*Work to be completed*: For the entries below, repeat exactly each line starting with the one that contains "Target: white vanity cabinet" and going on through the one that contains "Target: tissue box", and no others.

(Referring expression pointing data)
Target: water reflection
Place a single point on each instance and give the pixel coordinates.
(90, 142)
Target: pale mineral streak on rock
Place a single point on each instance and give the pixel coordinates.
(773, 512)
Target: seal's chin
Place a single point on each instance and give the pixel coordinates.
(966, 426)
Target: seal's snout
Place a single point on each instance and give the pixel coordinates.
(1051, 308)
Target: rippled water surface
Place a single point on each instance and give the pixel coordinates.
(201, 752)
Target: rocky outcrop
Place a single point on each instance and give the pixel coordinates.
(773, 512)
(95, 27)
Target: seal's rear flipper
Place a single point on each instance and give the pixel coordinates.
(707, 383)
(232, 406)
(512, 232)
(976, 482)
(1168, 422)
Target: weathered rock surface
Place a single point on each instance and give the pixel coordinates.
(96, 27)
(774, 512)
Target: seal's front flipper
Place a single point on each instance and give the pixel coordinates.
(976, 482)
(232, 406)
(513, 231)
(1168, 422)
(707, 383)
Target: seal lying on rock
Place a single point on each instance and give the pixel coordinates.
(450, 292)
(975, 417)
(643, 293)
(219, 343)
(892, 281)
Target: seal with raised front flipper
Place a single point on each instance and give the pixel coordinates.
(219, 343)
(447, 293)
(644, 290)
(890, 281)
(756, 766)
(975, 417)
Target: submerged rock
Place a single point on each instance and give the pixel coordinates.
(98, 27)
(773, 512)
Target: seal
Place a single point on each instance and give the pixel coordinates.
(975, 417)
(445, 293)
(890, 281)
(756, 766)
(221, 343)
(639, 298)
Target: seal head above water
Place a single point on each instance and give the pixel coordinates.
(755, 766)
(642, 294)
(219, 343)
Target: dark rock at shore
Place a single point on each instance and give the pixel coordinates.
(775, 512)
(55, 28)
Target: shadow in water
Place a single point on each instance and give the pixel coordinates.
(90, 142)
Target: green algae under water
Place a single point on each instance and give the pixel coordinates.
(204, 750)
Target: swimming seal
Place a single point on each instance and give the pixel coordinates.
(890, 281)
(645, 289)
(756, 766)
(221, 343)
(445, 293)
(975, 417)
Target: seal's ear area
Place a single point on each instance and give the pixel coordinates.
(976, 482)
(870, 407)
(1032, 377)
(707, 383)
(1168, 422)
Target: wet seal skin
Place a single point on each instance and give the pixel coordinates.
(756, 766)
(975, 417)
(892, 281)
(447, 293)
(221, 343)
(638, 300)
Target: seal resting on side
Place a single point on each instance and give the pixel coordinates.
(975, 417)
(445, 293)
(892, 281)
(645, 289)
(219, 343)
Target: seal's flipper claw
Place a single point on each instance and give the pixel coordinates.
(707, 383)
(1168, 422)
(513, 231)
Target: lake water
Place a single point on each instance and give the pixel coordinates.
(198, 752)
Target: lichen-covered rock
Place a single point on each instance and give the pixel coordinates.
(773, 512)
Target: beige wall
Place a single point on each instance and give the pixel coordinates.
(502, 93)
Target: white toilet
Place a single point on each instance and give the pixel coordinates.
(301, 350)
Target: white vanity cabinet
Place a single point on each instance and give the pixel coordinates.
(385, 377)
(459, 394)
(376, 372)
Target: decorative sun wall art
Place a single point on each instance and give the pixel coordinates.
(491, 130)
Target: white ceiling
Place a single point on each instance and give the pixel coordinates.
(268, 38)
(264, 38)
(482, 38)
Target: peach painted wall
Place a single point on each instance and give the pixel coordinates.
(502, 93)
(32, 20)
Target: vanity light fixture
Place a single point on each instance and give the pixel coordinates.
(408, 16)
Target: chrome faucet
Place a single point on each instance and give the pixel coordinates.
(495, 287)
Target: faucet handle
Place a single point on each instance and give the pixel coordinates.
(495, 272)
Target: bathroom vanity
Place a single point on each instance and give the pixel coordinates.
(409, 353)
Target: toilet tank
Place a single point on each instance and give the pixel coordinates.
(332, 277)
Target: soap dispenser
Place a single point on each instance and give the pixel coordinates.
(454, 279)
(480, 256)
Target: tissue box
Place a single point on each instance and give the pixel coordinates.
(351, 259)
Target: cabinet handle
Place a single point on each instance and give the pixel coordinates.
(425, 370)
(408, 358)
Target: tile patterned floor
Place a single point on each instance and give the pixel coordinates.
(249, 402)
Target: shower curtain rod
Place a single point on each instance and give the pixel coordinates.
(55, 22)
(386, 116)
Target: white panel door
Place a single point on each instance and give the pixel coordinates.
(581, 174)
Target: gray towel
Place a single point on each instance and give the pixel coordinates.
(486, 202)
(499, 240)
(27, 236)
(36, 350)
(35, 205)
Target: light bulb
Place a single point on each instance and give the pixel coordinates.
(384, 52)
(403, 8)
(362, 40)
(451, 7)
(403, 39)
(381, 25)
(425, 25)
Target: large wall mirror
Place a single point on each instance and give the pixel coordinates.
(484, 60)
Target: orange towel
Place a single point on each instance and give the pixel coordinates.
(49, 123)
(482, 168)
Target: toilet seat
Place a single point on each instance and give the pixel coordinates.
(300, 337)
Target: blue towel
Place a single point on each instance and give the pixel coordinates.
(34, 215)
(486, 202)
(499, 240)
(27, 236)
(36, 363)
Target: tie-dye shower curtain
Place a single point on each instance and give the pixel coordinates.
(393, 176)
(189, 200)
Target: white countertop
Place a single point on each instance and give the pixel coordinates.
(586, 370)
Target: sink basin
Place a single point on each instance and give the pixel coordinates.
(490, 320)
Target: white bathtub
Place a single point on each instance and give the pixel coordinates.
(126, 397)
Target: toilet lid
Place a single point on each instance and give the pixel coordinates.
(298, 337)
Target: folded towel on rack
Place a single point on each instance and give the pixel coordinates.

*Your solution*:
Target: white vanity cabinet
Place a single point on each instance and give the pixel coordinates.
(385, 377)
(459, 394)
(376, 372)
Target: decorative sun wall art
Place a single point on each instance and give the pixel coordinates.
(491, 130)
Target: white ceiling
Place a single point on each instance and give the pixel coordinates.
(268, 38)
(264, 38)
(482, 38)
Target: peach painted wall
Place a single point on each instance and give the pixel coordinates.
(502, 93)
(32, 20)
Target: vanity light fixture
Place a single point on each instance and give the pixel coordinates.
(408, 16)
Target: chrome faucet
Place a single point on each instance and give the pixel coordinates.
(495, 287)
Target: faucet handle
Place a single point on each instance and give the pixel coordinates.
(495, 272)
Target: bathroom vanity
Place a single point on each instance and give the pixel coordinates.
(409, 353)
Target: toilet tank
Place a single point on each instance and give the pixel coordinates.
(332, 277)
Target: soap dispenser
Place a single point on each instance and give the pixel coordinates.
(454, 279)
(480, 256)
Target: tissue box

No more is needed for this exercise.